Below are the entries; output exactly the lines from the one containing "Locate every instance of the yellow" through the final line, inclusive.
— Start Exercise materials —
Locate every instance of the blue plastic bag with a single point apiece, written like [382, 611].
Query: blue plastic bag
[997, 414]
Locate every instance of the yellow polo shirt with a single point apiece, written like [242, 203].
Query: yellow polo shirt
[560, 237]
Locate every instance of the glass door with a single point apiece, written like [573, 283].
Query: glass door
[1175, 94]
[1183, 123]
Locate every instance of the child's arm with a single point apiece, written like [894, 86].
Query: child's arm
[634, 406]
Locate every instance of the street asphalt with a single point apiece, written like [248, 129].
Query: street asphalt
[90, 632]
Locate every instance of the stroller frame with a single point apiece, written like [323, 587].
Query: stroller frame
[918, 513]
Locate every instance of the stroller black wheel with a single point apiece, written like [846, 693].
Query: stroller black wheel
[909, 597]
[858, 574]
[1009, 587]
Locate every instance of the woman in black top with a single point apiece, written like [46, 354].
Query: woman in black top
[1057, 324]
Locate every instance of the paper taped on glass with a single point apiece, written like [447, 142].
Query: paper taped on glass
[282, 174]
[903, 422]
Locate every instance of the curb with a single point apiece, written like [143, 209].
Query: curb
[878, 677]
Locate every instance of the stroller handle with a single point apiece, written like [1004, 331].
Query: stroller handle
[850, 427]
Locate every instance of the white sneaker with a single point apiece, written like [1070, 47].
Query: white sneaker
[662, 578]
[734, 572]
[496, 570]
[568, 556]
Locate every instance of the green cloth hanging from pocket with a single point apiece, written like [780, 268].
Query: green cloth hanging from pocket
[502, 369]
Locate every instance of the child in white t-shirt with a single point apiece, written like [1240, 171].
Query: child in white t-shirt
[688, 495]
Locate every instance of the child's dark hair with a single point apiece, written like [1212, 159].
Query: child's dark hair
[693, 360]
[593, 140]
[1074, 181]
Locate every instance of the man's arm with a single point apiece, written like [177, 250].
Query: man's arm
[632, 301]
— End Exercise materials —
◆ Response to the exercise:
Locate every instance of the yellow polo shirt with a single point apiece, written like [242, 203].
Query: yellow polo shirt
[560, 237]
Locate every instance of the glass door with a single point apiece, written like [573, 283].
Query: glass door
[1175, 94]
[1183, 123]
Locate every instance of the child's arm with a single point apiece, written like [894, 86].
Query: child's arm
[634, 406]
Locate every instance of the street asphalt with a single point apiece, written like [248, 129].
Query: street asphalt
[90, 632]
Locate every instance of the stroller frame with a single point apiece, written like [323, 587].
Query: stroller frame
[918, 513]
Locate every instance of the stroller black wheel with a single point apiece, written like [846, 693].
Query: stroller black wheel
[909, 597]
[858, 574]
[1009, 587]
Locate every instance of the woman in black top with a single point apiece, written like [46, 354].
Query: woman in black top
[1057, 324]
Locate every instance of the paper taped on glass with a single point apiece, written like [447, 142].
Query: paper taped on glass
[282, 174]
[903, 422]
Locate every instance of the curb with a single point apiece, written like [143, 209].
Query: curb
[878, 677]
Locate every instance of the stroller handle with a single point apiece, written like [1004, 331].
Query: stroller handle
[850, 427]
Locate every instance of the white sneaker with a single point apiece, written like [1070, 47].
Query: white sneaker
[662, 578]
[734, 572]
[496, 570]
[568, 556]
Locate every instance of the green cloth hanging from pocket with a single point apiece, written like [780, 268].
Query: green cloth hanging from pocket
[502, 369]
Locate every instance of the child in white t-shirt with a single point apiece, written like [1240, 171].
Query: child in white t-shirt
[688, 495]
Locate every instance of the child's dark hair with a single point apiece, written like [1212, 159].
Query: child's dark hair
[693, 360]
[593, 140]
[1074, 181]
Locate every instance of the man's arm with a single point apiece, written like [177, 250].
Query: man's arm
[632, 301]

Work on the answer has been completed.